→ Exercise:
Reproduce every one of the records below verbatim.

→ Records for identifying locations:
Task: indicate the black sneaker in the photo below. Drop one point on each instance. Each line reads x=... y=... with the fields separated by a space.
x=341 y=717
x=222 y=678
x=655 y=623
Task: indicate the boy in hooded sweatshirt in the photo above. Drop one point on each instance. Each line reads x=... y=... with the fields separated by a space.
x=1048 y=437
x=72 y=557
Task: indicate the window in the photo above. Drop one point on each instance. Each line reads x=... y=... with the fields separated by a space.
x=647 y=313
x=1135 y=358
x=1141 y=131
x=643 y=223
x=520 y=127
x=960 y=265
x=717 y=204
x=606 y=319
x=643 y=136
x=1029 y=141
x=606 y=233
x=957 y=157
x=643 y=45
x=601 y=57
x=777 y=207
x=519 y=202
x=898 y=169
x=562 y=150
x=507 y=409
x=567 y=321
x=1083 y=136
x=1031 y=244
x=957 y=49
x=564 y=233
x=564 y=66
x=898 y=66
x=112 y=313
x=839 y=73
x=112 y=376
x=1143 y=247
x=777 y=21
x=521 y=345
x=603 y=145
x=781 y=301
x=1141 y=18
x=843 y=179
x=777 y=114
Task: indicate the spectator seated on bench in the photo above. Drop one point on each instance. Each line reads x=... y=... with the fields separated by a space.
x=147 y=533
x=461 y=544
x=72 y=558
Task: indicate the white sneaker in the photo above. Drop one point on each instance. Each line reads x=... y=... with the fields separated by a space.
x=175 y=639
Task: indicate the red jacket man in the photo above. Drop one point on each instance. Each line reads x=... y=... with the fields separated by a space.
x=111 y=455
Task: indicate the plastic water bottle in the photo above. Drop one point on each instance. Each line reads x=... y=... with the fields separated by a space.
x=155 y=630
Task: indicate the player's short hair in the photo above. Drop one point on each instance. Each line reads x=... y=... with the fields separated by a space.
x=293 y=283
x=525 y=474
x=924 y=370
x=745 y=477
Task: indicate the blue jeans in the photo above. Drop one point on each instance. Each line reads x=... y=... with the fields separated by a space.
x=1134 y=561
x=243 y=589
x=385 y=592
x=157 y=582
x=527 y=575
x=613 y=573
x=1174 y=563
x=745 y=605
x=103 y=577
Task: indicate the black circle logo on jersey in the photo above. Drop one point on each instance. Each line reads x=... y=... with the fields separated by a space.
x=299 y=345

→ Solution to the problem:
Task: indicate the black sneaker in the photo below. Drop one point on each instance. Each line reads x=... y=... with the fields separated by a space.
x=341 y=717
x=222 y=678
x=655 y=623
Task: indicate the boy in hooded sweatshirt in the photo above. Drop one point on each instance. Each line reads x=... y=... with the fields separated by a space.
x=1048 y=437
x=72 y=557
Task: indicate the window in the photo above. Drop one point on each instance. Each line reads x=... y=... with the fields separated by a space.
x=647 y=313
x=1135 y=358
x=1141 y=131
x=643 y=223
x=520 y=127
x=960 y=265
x=717 y=204
x=606 y=319
x=643 y=136
x=1029 y=141
x=606 y=233
x=957 y=157
x=643 y=45
x=601 y=57
x=777 y=207
x=519 y=202
x=898 y=169
x=562 y=150
x=507 y=409
x=567 y=321
x=1083 y=136
x=1031 y=244
x=957 y=49
x=564 y=233
x=564 y=66
x=898 y=66
x=112 y=313
x=839 y=73
x=112 y=376
x=1143 y=247
x=777 y=21
x=521 y=345
x=603 y=145
x=781 y=301
x=1141 y=18
x=843 y=179
x=777 y=114
Task: indicate the spectator seated on bench in the photo above. Drop one point on each instance. Each line reads x=... y=... with the fields separated by a space.
x=147 y=533
x=461 y=544
x=72 y=558
Task: indicate the white sneaker in the photo above. Drop one point on each instance. Each line reads x=... y=... with the fields separated by a space.
x=175 y=639
Task: indicate the red jacket man in the photo above. Drop one point on each instance. Each line reads x=... y=... with the fields separated by a space.
x=111 y=455
Task: indicate the plastic water bottle in the photo above. Drop one point on each instance. Each line reads x=... y=... with the fields separated by a space.
x=155 y=630
Task: indicate the player's short hair in the photo above. Drop one point on each instance. Each line reads x=... y=... with the fields separated by a space.
x=293 y=283
x=525 y=474
x=924 y=370
x=745 y=477
Task: indicate the blue jeans in the photo above. Drop one point on each instance. Each line reads x=... y=... with the fields separated by a space.
x=1134 y=561
x=243 y=589
x=385 y=592
x=157 y=582
x=527 y=575
x=613 y=573
x=1174 y=563
x=745 y=605
x=103 y=577
Task: indicate the black circle logo on jersey in the photo above. Drop one point on each instance. Each line reads x=... y=... with the fields separated by a space.
x=299 y=345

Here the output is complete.